━━━━━ READING PASSAGE
The Onkalo repository is based on the KBS-3 concept developed by the Swedish Nuclear Fuel and Waste Management Company, in cooperation with Posiva. The idea is to create three barriers around nuclear waste: first, put it in copper canisters, then wrap the canisters in bentonite – a water-absorbing clay – and finally, bury them in tunnels deep in the bedrock.

Encapsulation plant

"The process starts in the encapsulation plant which is on the surface," says Hansen who has worked on the project for more than 20 years. "Here we'll put the spent fuel rods into a disposal canister that has two parts: there's an inner shell made of cast iron and an outer shell made of 5cm- thick copper."

A lid is then welded onto the canister, which is transported to a storage area in the disposal facility, she says. Once the site is ready, these will be transferred to a horizontal deposition tunnel 450m below the ground, where final disposal will happen.

 

An elevator will initially lower the canisters down to a landing area some 437m deep. When the author visited in May 2023, this elevator shaft is behind a door marked with two large red Xs in a well-lit spacious service area. Safety is key here: it's still very much an active building site. From here, a robotic transfer vehicle will take the canisters to a deposition hole, says Hansen.

Five dead-end deposition tunnels have been built so far, all 350m long. Another 85 will be constructed over the years as the facility fills up. Each deposition tunnel has about 40 vertical circular holes in its floor, each 8m deep and 2m wide. In total, there's room for about 3,000 canisters, one for each vertical hole.

"They'll hold a total of 5,500 tonnes of waste," says Joutsen. "So Onkalo will take all the high-level nuclear waste produced by Finland's five nuclear power plants in their entire life cycles."
━━━━━━━━━━
[ASSIGNMENT A] In the text about the Onkalo repository, how long is each deposition tunnel built so far?
[ASSIGNMENT B] Return the section of the Onkalo repository text between "The Onkalo repository" and "in the bedrock.", inclusive.
━━━━━ COLLECTED MATERIAL
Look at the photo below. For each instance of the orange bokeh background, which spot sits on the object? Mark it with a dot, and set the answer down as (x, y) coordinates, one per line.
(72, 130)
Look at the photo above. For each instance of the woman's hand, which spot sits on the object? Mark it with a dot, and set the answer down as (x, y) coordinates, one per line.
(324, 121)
━━━━━━━━━━
[RESULT A] 350m

[RESULT B]
The Onkalo repository is based on the KBS-3 concept developed by the Swedish Nuclear Fuel and Waste Management Company, in cooperation with Posiva. The idea is to create three barriers around nuclear waste: first, put it in copper canisters, then wrap the canisters in bentonite – a water-absorbing clay – and finally, bury them in tunnels deep in the bedrock.